### Instructions for the task
Once the pictures are set aside, reproduce all of the records exactly.

---------- Material for the task

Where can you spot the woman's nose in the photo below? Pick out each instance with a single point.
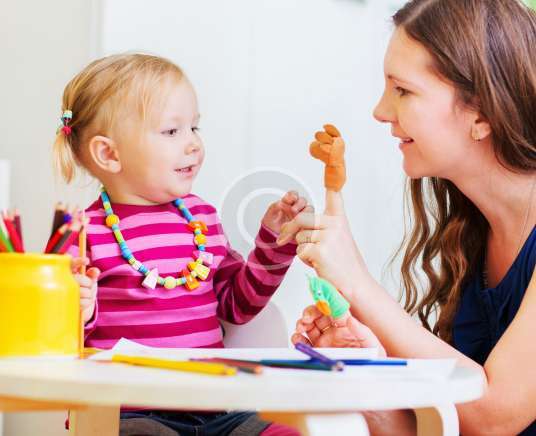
(383, 112)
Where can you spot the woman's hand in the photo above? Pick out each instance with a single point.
(325, 243)
(88, 286)
(322, 331)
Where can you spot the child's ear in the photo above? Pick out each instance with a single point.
(480, 129)
(104, 154)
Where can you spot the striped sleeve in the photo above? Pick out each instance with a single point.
(244, 288)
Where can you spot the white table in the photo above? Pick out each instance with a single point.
(93, 392)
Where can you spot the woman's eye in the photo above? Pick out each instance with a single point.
(401, 91)
(170, 132)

--------------------

### Exercise solution
Where can you spot the woman's nose in the photo below? Pick out each instance with a single point.
(383, 112)
Where can you spot the woman's hand in the photo above? Pick out each instance with a single point.
(325, 243)
(88, 286)
(322, 331)
Where can you spot the child's ear in the photo above? Pick out each instance with a single point.
(480, 129)
(104, 154)
Where can you spot the striped sleeve in the photo above? Pick out each instance with a single point.
(244, 288)
Where can you spot the white table in the photo above? Pick out each instance with a single point.
(93, 392)
Where can you spot the woman's eye in the photo above? Pick out each instance with a single point.
(401, 91)
(170, 132)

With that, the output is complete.